[Start of DOCUMENT EXTRACT]
Fullofbias

from Russia with bias

Archive for September 2017

UKRAINIANS AND THEIR INNER RUSSIA

leave a comment »

I’ve recently spent five weeks in Ukraine, doing a travel guide rather than gathering for a political story, so I didn’t interview anyone and mostly avoided talking politics. But I had a few interesting encounters, which I wanted to share.

The first one actually happened in Riga, just before I went down to Ukraine.

Anatoly drives large tourist buses, and I happened to spend a couple of days travelling with him around Latvia. He speaks Russian with a thick Baltic accent, so I was slightly surprised when he introduced himself – his name sounded too Russian. But then I recalled Anatolijs Gorbunovs, the first leader of newly independent Latvia, and also the fact that my own name has a perfectly Latvian form – Leonīds, which allows me to celebrate my Latvian vārda diena (name day) a week before my actual birthday.

We had some beers one evening and Anatoly told me that he sometimes drives buses across the Russian border, so I asked how he goes about the visas.

“I don’t need one”, he replied. “I am a non-citizen”.

Wow, I thought. I had been assuming he was from Latgale, an eastern region where cultural landscape is shaped by Polish and Russian cultural influences. But the “non-citizen” status meant he had no historic connection to Latvia at all.

He turned out be Ukrainian, from Sumy region in the north. Ukrainian was his native language and he didn’t study Russian at all until fifth grade at school. He remembers when he first met a Russian-speaker. It was an engineer sent to his village from Moscow, when Anatoly was eight or nine.

“I remember my surprise – I could understand most things he said, but it was another language and it sounded so funny”, he recalls.

Anatoly came to Riga in 1978 as a migrant worker and soon married a Latvian woman. He speaks Latvian to his wife and two children, but at work the main language is Russian and he helps his Russian-speaking boss and other drivers with anything that involves Latvian language, when necessary. “When inspectors, especially those from the language police, pay a visit, the boss lets me do all the talking”, Anatoly says.

Anatoly voted for independent Latvia in the March 1991 poll and participated in Latvian People’s Front’s rallies. But from the standpoint of the newly independent Latvian state he was a Soviet occupier and an agent of Russian cultural influence, so as many people like him – he was denied citizenship and received the grey-coloured non-citizen’s passport.
[End of DOCUMENT EXTRACT]
[Start of STORED DATA]
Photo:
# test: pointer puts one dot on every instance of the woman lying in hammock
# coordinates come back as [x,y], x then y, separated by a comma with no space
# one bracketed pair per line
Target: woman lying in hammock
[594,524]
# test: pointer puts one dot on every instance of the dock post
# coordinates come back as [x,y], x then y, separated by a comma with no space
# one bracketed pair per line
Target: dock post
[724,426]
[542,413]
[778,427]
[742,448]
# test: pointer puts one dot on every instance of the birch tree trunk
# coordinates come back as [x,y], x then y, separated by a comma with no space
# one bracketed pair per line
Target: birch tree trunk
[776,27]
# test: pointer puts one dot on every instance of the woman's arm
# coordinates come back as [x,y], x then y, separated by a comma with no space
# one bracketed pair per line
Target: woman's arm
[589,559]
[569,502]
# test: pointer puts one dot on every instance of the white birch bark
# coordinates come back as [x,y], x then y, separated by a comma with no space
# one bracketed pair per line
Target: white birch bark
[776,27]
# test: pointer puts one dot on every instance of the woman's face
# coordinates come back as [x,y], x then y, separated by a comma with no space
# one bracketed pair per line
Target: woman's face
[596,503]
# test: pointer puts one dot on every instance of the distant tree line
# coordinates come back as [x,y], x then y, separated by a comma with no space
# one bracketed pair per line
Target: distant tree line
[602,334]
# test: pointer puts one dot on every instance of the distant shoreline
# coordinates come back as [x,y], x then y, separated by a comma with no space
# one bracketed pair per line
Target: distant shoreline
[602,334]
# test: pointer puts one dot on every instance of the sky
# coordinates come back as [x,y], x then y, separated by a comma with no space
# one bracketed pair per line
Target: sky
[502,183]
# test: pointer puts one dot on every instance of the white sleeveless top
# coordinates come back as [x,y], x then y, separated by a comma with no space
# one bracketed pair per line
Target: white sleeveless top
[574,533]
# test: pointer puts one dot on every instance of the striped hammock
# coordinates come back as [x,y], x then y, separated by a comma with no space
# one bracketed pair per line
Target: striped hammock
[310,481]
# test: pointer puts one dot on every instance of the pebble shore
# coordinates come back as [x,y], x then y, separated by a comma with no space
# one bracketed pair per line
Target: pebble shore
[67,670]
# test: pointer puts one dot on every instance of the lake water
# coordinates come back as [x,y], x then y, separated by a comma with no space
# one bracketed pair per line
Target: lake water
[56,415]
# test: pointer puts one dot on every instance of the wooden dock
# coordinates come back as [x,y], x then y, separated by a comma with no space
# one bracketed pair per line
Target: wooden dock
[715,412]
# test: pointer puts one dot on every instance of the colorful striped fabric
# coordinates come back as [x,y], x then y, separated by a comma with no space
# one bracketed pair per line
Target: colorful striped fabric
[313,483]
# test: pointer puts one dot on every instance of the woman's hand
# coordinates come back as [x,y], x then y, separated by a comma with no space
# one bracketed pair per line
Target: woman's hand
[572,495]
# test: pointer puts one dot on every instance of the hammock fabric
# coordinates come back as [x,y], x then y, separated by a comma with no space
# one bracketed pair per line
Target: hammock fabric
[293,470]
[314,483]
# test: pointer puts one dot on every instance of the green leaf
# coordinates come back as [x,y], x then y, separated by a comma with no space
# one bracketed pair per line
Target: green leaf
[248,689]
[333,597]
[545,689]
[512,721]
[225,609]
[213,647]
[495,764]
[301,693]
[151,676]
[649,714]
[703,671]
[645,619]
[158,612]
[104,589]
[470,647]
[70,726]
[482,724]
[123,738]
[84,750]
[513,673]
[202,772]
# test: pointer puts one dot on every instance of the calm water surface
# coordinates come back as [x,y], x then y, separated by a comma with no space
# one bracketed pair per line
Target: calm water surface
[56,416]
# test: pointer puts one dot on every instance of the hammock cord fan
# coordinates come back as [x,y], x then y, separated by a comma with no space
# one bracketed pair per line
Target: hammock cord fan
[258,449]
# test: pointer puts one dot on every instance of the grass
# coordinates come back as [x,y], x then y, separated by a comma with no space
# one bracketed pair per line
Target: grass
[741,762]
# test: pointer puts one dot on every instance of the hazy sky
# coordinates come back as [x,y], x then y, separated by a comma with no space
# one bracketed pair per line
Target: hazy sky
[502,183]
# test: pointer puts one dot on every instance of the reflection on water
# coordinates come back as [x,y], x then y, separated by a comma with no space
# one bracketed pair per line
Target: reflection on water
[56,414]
[End of STORED DATA]
[Start of STORED DATA]
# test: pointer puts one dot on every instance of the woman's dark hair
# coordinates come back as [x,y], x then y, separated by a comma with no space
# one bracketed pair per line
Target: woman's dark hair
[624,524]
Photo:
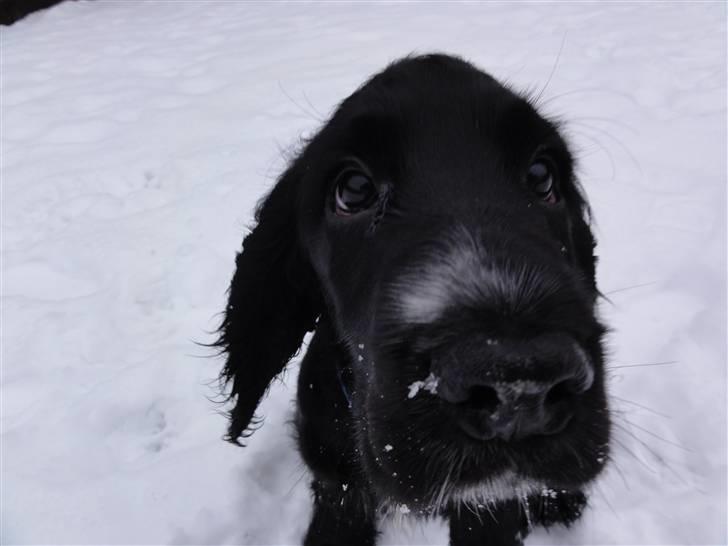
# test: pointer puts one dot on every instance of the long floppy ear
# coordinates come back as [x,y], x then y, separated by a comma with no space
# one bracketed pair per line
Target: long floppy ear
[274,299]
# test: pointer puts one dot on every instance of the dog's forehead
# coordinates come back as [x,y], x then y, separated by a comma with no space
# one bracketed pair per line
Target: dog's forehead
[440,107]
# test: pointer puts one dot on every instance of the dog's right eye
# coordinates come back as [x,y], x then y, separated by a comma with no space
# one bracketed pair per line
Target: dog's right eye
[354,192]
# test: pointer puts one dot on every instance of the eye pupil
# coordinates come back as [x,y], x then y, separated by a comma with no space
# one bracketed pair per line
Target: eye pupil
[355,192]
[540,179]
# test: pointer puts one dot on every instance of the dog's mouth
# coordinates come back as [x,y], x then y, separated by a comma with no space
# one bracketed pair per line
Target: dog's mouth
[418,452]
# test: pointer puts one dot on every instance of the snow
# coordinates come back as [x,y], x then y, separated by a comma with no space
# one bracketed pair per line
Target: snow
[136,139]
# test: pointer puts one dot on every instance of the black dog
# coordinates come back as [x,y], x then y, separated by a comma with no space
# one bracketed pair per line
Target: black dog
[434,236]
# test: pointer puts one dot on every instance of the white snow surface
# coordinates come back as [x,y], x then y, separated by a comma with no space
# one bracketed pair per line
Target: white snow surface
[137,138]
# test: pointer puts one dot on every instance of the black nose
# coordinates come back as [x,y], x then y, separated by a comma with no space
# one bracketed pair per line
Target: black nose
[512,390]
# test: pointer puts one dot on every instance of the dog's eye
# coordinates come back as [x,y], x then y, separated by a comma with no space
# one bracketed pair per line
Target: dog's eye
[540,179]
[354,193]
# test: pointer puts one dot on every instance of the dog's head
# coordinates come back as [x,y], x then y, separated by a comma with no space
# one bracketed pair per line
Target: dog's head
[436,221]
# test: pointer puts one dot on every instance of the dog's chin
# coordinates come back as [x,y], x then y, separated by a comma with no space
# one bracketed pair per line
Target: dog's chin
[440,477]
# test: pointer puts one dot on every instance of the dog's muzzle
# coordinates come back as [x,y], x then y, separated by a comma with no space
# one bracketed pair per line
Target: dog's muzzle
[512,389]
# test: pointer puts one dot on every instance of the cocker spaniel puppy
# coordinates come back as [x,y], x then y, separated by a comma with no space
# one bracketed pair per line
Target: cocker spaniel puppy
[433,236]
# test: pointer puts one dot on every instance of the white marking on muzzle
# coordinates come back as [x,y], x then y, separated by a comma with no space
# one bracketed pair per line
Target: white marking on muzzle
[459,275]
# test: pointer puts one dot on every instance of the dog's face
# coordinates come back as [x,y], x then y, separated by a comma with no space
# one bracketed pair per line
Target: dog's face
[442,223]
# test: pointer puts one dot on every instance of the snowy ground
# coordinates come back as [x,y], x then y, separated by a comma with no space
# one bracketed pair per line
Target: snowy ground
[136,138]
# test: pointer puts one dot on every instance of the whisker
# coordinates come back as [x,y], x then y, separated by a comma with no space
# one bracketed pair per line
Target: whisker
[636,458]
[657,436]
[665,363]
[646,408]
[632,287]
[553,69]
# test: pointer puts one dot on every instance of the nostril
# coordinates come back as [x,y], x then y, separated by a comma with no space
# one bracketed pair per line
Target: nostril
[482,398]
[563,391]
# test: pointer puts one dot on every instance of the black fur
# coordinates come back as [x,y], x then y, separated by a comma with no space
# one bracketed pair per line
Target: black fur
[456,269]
[End of STORED DATA]
[Start of STORED DATA]
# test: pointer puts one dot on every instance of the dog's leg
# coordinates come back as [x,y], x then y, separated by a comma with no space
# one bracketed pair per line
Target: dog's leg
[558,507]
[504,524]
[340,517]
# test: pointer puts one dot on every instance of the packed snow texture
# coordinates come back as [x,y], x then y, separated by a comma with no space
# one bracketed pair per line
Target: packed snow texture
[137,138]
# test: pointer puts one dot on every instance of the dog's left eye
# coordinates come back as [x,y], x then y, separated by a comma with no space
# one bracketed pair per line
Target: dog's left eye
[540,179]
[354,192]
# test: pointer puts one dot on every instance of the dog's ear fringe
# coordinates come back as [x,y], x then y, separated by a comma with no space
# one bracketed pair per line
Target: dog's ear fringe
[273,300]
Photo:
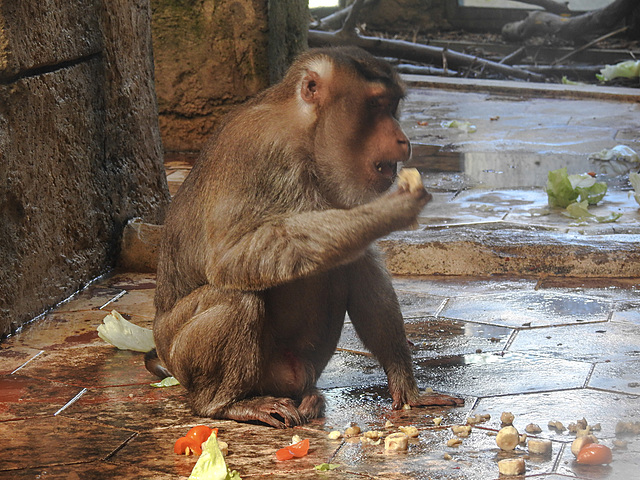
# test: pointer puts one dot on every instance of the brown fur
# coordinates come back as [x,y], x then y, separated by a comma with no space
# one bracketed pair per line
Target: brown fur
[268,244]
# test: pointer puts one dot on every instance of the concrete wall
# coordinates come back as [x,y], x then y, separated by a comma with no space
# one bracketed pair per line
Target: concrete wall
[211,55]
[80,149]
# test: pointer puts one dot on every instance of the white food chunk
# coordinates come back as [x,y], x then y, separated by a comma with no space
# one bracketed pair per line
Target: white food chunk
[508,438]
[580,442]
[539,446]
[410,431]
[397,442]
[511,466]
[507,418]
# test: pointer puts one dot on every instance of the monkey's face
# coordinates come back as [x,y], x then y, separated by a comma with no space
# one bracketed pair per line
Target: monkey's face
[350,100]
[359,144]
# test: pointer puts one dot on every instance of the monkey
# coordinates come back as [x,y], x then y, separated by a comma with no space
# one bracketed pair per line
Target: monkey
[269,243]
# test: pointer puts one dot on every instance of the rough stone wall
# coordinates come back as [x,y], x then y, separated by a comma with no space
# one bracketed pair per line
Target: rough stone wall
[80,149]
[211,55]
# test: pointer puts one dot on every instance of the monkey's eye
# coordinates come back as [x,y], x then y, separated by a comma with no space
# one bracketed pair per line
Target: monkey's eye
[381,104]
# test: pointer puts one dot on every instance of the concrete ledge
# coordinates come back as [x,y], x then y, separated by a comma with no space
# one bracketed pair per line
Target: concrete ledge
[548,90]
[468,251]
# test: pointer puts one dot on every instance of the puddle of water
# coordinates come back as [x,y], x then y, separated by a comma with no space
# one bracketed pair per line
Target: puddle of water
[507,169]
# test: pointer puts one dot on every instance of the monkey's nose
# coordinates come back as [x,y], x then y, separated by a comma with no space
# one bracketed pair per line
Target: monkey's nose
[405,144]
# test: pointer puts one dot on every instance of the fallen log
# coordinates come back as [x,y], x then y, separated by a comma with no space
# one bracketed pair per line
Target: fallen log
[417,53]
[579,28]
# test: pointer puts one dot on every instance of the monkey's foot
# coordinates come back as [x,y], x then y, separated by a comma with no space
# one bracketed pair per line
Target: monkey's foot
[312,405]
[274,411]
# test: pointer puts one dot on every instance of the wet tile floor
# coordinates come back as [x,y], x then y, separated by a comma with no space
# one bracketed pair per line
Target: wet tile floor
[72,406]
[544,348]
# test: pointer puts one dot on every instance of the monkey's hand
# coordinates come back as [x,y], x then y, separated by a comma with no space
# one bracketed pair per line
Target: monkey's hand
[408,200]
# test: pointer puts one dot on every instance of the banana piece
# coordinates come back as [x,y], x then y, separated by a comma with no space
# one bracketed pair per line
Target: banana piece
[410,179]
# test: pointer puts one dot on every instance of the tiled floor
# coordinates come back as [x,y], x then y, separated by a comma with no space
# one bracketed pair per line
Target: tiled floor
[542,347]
[End of STORED DATA]
**TO-DO LIST:**
1. Answer these from the blog post about Anatoly:
(a) In what year did he come to Riga?
(b) How old was he when he first met a Russian-speaker?
(c) In what month and year was the poll in which he voted for independent Latvia?
2. Reproduce the part of the blog post between "leave a comment" and "my actual birthday.", inclusive.

**ANSWERS FOR THE TASKS:**
1.
(a) 1978
(b) Eight or nine
(c) March 1991

2.
leave a comment »

I’ve recently spent five weeks in Ukraine, doing a travel guide rather than gathering for a political story, so I didn’t interview anyone and mostly avoided talking politics. But I had a few interesting encounters, which I wanted to share.

The first one actually happened in Riga, just before I went down to Ukraine.

Anatoly drives large tourist buses, and I happened to spend a couple of days travelling with him around Latvia. He speaks Russian with a thick Baltic accent, so I was slightly surprised when he introduced himself – his name sounded too Russian. But then I recalled Anatolijs Gorbunovs, the first leader of newly independent Latvia, and also the fact that my own name has a perfectly Latvian form – Leonīds, which allows me to celebrate my Latvian vārda diena (name day) a week before my actual birthday.